Document text
# # # # # # #

In contrast to the large variation in the frequency of individual mutants in a single mouse, which could vary over 1,000-fold relative to the inoculum, when the data from all of the mice are analyzed in aggregate as a single population, with the exception of mutant C, the frequency of each individual mutant did not vary by greater than 2.2-fold relative to the inoculum. As the transposon mutants all contained insertions in the same gene, we believe that the fitness defect of mutant C is due to plasmid loss in the culture used to prepare the inoculum. The B. burgdorferi genome contains 21 plasmids which have been shown to be susceptible to loss during in vitro growth, potentially affecting mouse infectivity (43). Alternatively, it is possible there was a secondary-site mutation in this strain. Overall, this suggests that differences in population composition between mice, with the exception of mutant C, are due to stochastic loss of bacteria due to the bottleneck rather than to differences in bacterial fitness.

# # # # # # #

Entries provided
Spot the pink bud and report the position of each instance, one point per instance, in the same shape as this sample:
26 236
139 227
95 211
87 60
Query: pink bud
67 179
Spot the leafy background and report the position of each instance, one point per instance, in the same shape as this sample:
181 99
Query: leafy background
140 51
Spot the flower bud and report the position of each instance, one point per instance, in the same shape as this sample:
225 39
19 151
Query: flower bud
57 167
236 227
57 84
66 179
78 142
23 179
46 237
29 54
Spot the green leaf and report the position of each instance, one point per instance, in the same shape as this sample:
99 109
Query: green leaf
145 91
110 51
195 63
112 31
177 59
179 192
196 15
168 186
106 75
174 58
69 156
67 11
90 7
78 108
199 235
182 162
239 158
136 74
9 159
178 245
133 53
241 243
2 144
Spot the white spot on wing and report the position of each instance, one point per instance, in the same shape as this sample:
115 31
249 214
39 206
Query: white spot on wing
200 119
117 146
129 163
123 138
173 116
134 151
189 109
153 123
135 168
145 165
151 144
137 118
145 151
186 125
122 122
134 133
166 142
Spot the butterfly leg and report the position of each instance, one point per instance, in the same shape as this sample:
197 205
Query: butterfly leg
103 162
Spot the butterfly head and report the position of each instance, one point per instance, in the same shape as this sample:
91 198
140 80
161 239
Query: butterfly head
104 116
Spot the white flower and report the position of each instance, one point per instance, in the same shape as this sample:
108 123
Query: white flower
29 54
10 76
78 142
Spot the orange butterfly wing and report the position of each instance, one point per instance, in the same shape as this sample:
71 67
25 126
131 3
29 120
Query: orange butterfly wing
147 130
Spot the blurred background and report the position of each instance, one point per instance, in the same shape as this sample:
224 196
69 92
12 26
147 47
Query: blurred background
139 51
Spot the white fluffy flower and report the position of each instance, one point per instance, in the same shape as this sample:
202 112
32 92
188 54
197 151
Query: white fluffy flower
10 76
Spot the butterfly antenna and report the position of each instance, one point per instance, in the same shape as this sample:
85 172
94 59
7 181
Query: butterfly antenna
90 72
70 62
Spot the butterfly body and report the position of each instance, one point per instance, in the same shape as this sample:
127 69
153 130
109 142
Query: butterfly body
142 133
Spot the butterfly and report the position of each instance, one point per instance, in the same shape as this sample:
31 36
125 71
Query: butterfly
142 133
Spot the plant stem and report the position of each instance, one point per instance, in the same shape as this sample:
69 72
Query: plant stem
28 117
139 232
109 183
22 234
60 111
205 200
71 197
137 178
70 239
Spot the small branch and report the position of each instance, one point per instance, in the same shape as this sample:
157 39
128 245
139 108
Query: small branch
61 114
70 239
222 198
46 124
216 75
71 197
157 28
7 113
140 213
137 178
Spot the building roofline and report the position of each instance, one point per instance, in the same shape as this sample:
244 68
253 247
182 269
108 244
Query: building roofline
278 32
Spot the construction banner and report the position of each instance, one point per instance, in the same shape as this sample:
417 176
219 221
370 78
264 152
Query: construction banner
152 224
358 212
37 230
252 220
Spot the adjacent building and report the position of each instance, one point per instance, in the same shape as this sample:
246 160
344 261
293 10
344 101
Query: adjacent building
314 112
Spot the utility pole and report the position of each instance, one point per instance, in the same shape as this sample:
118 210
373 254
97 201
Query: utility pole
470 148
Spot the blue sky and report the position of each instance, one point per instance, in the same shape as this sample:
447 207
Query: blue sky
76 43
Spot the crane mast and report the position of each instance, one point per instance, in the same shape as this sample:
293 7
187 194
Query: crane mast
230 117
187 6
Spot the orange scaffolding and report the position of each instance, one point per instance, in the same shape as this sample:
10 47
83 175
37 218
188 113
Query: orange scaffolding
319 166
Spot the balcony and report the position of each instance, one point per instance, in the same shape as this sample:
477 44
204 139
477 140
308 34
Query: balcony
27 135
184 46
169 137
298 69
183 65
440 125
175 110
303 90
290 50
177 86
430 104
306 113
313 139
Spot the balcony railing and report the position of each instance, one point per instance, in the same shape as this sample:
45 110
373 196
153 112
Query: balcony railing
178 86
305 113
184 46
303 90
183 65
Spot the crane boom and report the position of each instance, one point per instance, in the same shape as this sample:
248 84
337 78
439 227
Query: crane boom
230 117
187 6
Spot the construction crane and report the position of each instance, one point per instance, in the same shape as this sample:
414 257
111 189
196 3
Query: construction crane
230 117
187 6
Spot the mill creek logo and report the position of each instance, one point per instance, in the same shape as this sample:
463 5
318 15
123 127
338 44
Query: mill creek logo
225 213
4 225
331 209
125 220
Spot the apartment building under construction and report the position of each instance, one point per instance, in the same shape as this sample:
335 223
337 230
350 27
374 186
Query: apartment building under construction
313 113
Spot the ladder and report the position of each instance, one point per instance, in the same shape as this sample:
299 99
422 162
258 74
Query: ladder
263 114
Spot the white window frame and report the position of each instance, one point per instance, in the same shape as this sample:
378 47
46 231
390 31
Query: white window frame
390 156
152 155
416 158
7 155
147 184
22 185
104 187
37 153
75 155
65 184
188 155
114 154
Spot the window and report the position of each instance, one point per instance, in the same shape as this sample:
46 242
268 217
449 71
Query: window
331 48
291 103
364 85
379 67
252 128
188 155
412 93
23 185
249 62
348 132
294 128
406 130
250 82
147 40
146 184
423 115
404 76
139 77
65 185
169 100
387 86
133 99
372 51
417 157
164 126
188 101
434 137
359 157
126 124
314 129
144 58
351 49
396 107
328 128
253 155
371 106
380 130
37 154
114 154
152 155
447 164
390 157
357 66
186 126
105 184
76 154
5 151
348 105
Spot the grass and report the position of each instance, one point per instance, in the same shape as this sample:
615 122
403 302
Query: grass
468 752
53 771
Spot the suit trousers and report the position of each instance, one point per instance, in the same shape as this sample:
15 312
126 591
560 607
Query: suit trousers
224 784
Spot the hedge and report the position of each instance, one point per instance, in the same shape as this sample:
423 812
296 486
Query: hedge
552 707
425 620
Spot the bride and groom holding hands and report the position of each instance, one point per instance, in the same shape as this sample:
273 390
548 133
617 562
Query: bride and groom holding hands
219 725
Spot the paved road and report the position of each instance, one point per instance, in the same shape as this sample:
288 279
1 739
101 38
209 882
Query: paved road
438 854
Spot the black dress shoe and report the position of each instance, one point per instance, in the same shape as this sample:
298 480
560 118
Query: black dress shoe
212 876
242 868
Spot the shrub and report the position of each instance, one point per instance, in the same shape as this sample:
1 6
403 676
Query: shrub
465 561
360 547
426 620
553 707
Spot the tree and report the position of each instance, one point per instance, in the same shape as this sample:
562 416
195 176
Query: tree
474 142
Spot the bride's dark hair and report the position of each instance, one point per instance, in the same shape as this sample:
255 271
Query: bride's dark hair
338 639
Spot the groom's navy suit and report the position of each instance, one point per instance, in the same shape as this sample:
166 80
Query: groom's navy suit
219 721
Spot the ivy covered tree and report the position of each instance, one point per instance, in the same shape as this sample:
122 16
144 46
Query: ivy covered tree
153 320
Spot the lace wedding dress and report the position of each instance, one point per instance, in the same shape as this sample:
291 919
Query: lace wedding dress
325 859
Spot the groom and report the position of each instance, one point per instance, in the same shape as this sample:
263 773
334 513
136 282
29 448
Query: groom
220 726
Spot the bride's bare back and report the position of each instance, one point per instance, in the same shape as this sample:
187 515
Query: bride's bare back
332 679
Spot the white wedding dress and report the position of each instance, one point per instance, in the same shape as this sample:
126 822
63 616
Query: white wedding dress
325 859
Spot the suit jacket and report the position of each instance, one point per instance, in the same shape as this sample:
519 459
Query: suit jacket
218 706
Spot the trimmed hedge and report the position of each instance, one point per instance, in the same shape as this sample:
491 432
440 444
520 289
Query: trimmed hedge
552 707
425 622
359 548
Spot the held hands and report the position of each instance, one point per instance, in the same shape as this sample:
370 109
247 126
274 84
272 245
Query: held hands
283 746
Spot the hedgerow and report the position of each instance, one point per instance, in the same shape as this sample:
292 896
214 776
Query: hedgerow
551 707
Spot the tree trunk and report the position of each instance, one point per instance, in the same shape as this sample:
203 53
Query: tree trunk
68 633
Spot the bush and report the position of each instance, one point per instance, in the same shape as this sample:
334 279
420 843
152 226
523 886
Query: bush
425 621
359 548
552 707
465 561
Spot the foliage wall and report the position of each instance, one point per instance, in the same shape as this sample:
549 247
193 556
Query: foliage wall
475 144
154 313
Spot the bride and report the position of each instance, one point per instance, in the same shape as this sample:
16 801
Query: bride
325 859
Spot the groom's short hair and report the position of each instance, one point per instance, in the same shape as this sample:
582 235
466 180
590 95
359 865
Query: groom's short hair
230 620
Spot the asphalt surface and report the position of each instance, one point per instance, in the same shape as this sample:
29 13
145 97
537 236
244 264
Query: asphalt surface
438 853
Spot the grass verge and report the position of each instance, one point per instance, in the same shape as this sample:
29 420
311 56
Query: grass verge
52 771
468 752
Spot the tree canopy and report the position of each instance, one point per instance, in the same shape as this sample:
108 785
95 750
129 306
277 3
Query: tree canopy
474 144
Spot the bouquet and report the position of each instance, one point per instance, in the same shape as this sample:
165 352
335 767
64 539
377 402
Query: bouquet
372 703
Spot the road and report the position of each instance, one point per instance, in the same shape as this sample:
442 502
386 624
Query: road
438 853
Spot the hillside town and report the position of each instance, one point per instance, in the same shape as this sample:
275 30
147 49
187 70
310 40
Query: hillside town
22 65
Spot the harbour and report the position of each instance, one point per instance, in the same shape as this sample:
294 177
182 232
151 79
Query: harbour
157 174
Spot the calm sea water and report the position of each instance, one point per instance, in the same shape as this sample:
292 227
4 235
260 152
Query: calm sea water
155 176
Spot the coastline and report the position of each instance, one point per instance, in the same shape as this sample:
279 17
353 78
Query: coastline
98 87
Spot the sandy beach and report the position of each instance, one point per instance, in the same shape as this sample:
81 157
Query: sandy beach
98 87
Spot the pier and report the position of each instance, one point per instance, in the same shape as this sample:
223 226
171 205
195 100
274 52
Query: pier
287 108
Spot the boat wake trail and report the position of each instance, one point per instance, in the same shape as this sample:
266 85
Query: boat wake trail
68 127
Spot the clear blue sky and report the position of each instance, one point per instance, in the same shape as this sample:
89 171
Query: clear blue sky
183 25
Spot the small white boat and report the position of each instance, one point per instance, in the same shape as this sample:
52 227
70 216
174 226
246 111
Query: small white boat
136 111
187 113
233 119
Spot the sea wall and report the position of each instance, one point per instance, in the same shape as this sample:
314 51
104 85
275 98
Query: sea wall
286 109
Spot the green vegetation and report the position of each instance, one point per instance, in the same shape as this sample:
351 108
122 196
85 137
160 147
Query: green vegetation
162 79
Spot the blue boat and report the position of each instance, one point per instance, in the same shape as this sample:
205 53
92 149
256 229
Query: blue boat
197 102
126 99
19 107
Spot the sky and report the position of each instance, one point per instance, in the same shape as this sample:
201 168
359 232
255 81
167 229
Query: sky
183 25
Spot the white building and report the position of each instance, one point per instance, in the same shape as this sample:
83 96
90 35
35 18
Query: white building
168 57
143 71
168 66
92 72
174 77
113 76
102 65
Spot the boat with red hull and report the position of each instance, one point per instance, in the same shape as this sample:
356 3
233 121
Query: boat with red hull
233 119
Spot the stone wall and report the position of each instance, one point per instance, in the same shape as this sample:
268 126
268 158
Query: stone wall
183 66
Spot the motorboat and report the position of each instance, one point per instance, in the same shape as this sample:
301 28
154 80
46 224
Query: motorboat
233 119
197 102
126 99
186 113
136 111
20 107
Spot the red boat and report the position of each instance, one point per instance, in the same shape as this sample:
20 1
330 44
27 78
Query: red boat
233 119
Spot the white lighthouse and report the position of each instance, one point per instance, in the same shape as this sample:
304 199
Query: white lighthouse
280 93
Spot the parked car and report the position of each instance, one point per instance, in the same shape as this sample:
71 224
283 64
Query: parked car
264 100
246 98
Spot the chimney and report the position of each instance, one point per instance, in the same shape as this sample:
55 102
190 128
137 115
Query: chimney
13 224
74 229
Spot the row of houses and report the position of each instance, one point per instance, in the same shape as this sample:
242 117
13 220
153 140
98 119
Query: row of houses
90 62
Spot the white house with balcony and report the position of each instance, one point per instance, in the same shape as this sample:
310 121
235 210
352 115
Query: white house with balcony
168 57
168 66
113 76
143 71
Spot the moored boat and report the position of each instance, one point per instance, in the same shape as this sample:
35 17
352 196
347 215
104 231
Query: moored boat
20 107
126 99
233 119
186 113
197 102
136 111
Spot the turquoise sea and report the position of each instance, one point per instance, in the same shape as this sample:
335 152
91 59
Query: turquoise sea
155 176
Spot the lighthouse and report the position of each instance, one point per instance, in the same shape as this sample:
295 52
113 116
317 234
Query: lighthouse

# # # # # # #

Prompt 1
Answer these questions from the text on transposon mutants in mice.
(a) By how much could the frequency of individual mutants in a single mouse vary relative to the inoculum?
(b) How many plasmids does the B. burgdorferi genome contain?
(c) What is believed to be the cause of the fitness defect of mutant C?
Prompt 2
Does each statement agree with the text on transposon mutants in mice? Answer yes or no and quote the words from the text that decide it.
(a) When the mice were analyzed together, every mutant's frequency stayed within 2.2-fold of the inoculum.
(b) The transposon mutants all had insertions in the same gene.
(c) The differences in population composition between mice are put down mainly to differences in bacterial fitness.

Exercise answer 1
(a) Over 1,000-fold.
(b) 21.
(c) Plasmid loss in the culture used to prepare the inoculum.

Exercise answer 2
(a) No: "with the exception of mutant C, the frequency of each individual mutant did not vary by greater than 2.2-fold relative to the inoculum"
(b) Yes: "the transposon mutants all contained insertions in the same gene"
(c) No: "are due to stochastic loss of bacteria due to the bottleneck rather than to differences in bacterial fitness"